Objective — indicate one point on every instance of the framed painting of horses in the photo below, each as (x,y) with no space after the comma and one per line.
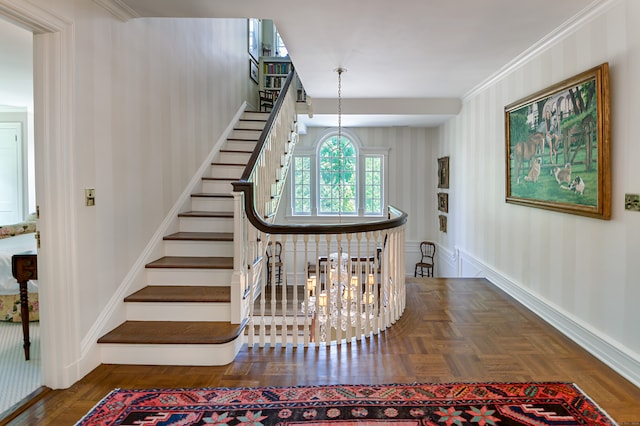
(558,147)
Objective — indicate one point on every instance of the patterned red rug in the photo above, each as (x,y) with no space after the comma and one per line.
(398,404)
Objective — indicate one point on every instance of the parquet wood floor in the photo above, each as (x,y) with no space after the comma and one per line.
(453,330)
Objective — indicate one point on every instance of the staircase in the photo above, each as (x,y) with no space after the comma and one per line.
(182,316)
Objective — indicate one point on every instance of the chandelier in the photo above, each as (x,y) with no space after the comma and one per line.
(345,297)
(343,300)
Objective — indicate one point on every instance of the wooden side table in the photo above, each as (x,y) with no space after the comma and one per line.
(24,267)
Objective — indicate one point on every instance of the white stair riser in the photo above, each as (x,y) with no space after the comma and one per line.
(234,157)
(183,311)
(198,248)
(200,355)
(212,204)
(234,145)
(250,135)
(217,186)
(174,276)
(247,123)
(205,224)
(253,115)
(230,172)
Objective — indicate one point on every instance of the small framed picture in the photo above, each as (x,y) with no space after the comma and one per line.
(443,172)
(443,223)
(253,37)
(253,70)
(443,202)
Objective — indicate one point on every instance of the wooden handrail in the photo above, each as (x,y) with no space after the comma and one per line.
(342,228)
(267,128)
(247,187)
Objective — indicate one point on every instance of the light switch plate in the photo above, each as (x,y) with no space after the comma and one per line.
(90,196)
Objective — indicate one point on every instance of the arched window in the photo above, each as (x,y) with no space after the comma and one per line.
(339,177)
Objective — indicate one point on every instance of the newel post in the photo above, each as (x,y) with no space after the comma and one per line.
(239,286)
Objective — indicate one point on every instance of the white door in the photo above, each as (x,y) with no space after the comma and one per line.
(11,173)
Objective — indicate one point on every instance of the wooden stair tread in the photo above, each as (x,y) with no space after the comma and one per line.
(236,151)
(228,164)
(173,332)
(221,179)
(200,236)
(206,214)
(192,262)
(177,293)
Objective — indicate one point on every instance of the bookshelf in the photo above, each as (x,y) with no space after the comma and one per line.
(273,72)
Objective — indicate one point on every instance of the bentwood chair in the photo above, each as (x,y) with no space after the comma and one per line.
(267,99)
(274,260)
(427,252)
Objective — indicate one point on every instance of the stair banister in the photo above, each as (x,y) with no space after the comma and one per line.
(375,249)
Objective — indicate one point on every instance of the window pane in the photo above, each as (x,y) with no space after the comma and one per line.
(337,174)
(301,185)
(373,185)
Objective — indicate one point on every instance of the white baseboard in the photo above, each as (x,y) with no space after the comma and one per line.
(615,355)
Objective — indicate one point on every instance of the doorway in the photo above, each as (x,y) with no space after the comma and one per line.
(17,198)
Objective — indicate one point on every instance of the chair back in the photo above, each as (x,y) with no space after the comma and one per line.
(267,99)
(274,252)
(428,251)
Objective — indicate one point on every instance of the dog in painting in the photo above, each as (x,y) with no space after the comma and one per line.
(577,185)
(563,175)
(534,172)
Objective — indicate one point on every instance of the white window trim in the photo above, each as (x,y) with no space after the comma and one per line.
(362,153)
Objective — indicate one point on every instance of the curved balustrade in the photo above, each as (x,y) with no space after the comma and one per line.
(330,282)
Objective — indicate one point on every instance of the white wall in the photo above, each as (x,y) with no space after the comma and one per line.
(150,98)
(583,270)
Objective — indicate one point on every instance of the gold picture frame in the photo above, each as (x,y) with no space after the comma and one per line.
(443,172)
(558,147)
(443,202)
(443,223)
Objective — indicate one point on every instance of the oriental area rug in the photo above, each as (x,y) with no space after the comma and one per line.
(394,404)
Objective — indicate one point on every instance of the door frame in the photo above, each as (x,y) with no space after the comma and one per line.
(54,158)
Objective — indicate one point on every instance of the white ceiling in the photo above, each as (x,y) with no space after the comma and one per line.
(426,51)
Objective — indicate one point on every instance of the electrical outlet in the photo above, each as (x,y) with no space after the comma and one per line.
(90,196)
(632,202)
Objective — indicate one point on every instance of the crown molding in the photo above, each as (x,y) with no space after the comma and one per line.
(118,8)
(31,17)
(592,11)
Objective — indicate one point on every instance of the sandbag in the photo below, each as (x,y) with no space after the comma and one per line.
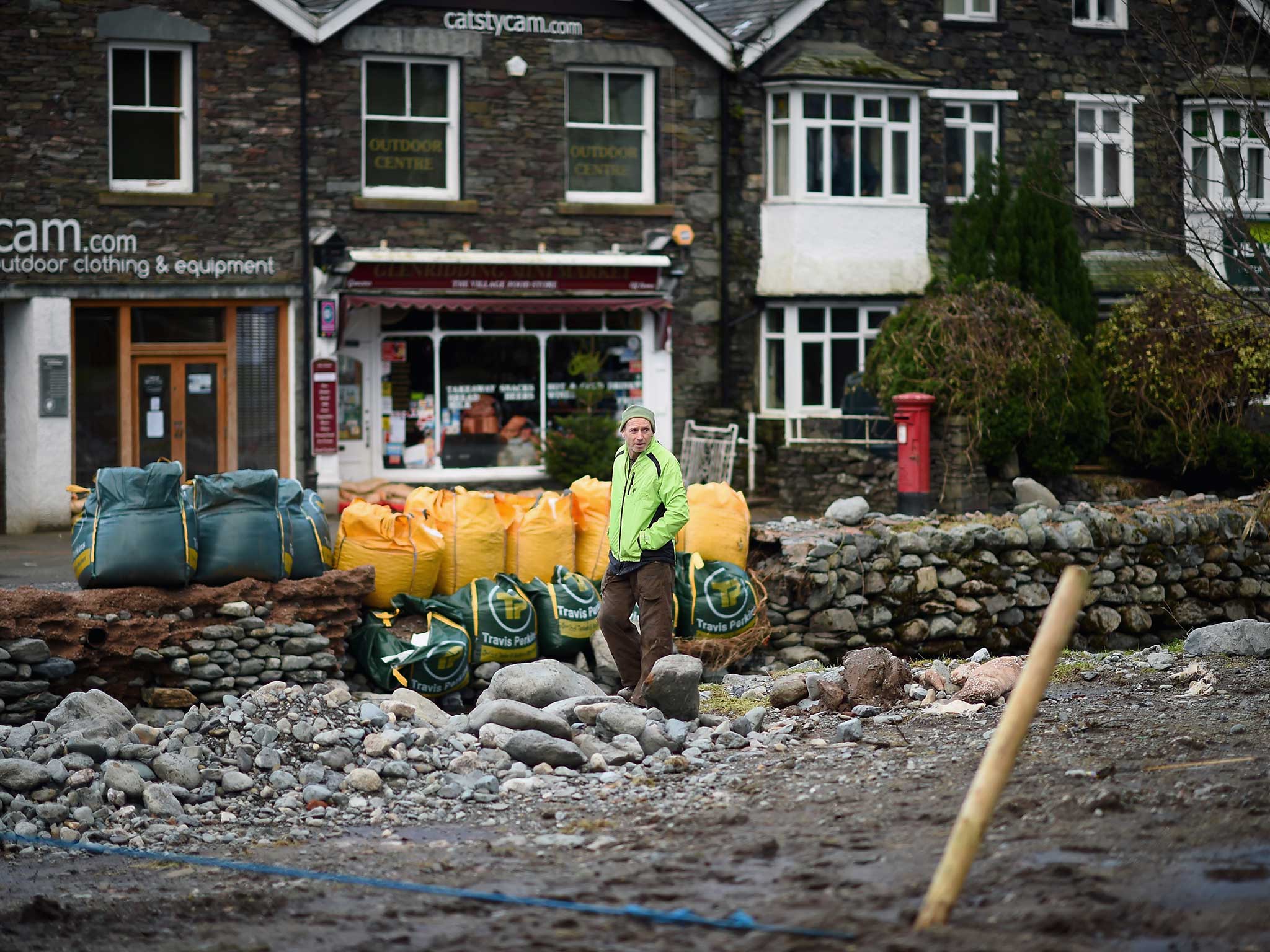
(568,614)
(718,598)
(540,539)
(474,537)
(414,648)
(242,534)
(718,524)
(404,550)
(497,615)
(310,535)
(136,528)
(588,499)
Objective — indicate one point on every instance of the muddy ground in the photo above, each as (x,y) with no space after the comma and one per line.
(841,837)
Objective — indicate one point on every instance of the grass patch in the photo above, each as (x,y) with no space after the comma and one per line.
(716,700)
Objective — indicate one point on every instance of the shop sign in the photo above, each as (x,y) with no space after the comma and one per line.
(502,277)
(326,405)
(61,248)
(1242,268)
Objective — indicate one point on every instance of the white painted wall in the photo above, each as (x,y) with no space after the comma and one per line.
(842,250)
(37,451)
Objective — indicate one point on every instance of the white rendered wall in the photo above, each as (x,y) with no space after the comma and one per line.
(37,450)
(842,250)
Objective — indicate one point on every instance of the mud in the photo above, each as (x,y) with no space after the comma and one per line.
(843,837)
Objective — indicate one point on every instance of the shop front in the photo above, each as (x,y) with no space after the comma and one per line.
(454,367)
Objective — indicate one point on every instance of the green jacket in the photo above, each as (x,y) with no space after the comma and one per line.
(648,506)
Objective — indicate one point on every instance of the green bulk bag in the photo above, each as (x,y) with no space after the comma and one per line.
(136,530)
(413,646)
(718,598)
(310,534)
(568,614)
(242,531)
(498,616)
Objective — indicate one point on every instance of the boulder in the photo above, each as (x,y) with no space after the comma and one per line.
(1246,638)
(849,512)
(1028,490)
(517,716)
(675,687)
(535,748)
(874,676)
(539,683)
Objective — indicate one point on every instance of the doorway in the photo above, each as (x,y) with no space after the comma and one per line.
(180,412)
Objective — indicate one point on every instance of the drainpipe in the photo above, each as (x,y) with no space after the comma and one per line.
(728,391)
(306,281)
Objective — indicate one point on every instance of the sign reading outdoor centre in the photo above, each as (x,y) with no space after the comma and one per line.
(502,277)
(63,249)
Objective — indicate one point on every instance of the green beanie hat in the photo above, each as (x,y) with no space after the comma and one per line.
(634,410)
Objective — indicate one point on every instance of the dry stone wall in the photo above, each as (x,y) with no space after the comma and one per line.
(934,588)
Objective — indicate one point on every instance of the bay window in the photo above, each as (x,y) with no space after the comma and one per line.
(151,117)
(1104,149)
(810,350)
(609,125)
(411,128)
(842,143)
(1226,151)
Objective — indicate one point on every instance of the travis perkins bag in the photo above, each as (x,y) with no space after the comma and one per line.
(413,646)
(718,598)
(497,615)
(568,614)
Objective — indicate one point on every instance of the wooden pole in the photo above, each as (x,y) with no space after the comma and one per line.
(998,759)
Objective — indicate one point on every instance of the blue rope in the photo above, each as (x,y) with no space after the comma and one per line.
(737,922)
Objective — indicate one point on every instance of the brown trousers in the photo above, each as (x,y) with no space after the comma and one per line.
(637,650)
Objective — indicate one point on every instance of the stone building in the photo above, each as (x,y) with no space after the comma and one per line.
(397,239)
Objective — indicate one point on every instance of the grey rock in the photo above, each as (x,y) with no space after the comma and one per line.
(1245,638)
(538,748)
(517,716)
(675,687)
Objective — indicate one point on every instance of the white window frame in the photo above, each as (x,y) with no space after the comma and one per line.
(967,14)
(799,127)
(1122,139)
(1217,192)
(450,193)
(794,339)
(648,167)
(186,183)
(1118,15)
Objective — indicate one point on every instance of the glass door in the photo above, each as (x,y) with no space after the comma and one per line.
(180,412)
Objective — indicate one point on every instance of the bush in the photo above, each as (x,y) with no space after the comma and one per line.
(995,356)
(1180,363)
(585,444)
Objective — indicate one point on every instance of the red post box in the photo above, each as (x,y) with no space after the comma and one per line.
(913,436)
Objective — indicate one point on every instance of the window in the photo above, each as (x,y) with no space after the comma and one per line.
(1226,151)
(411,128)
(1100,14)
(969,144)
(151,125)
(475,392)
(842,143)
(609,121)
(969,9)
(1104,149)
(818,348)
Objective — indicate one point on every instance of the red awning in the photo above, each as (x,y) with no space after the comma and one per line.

++++

**Given exercise:** Each line from the one containing "Objective — indicate one point on every instance of the brown" through the end of the entries, both included, is to be returned exactly, with no other lines.

**Response for this exercise:**
Objective — indicate one point on every instance of the brown trousers in the photo above, each as (x,y) with no space after the comma and one per line.
(637,650)
Objective — indicate one point on every instance of the stone building in the photo above, each as (x,y) with no space after the comma and one per line.
(397,239)
Objective — indicate one point on every instance of the grey rock in the photo above, each as (x,y) with no space after the comma and one per line.
(1245,638)
(538,748)
(517,716)
(675,687)
Objective — indicate one point on every instance of the white window frame in the photo above, each as (x,y) with no space after the comma and one per line.
(967,14)
(799,127)
(1122,139)
(1217,192)
(450,193)
(794,339)
(648,167)
(186,183)
(1118,15)
Objective — indicate one point on every instance of the glass door in the photo above, each as (x,y) with no space after the comma and one per line.
(180,412)
Objective — indicate one point on every instance of the bush in the photo above, each as (x,y) with no space after the comma and one per line.
(995,356)
(1180,363)
(585,444)
Objective — indicate one point on every instance of the red post box in the photo above, each as (x,y) with no space after the comma and one per line.
(913,436)
Objective — indicate one point on every instance of the window in the photo above, each as (x,y) with no space after the comma and one per line.
(1226,151)
(411,128)
(1100,14)
(969,144)
(151,125)
(475,392)
(842,143)
(609,121)
(969,9)
(1104,149)
(818,348)
Objective — indicate one point on every instance of the red awning in the photo above, each as (x,y) with no space after the comma and one per line.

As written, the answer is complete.